(原文):
POJ 2485 Highways 最小生成樹 Kruskal && Prim


Highways
Time Limit: 1000MS   Memory Limit: 65536K
Total Submissions: 25027   Accepted: 11548

Description

The island nation of Flatopia is perfectly flat. Unfortunately, Flatopia has no public highways. So the traffic is difficult in Flatopia. The Flatopian government is aware of this problem. They're planning to build some highways so that it will be possible to drive between any pair of towns without leaving the highway system. 

Flatopian towns are numbered from 1 to N. Each highway connects exactly two towns. All highways follow straight lines. All highways can be used in both directions. Highways can freely cross each other, but a driver can only switch between highways at a town that is located at the end of both highways. 

The Flatopian government wants to minimize the length of the longest highway to be built. However, they want to guarantee that every town is highway-reachable from every other town.

(数据部分):
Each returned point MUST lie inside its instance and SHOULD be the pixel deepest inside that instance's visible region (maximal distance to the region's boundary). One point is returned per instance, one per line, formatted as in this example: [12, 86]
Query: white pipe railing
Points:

(操作要求 1): 将原文从“The island nation”到“every other town.”（首尾包括在内）重写一遍，其中“government”替换为“council”。
(操作要求 2): 原文的题目信息中列有哪些统计项？请写出每一项的名称及其数值。

(参考答案 1):
The island nation of Flatopia is perfectly flat. Unfortunately, Flatopia has no public highways. So the traffic is difficult in Flatopia. The Flatopian council is aware of this problem. They're planning to build some highways so that it will be possible to drive between any pair of towns without leaving the highway system. 

Flatopian towns are numbered from 1 to N. Each highway connects exactly two towns. All highways follow straight lines. All highways can be used in both directions. Highways can freely cross each other, but a driver can only switch between highways at a town that is located at the end of both highways. 

The Flatopian council wants to minimize the length of the longest highway to be built. However, they want to guarantee that every town is highway-reachable from every other town.

(参考答案 2):
Time Limit：1000MS
Memory Limit：65536K
Total Submissions：25027
Accepted：11548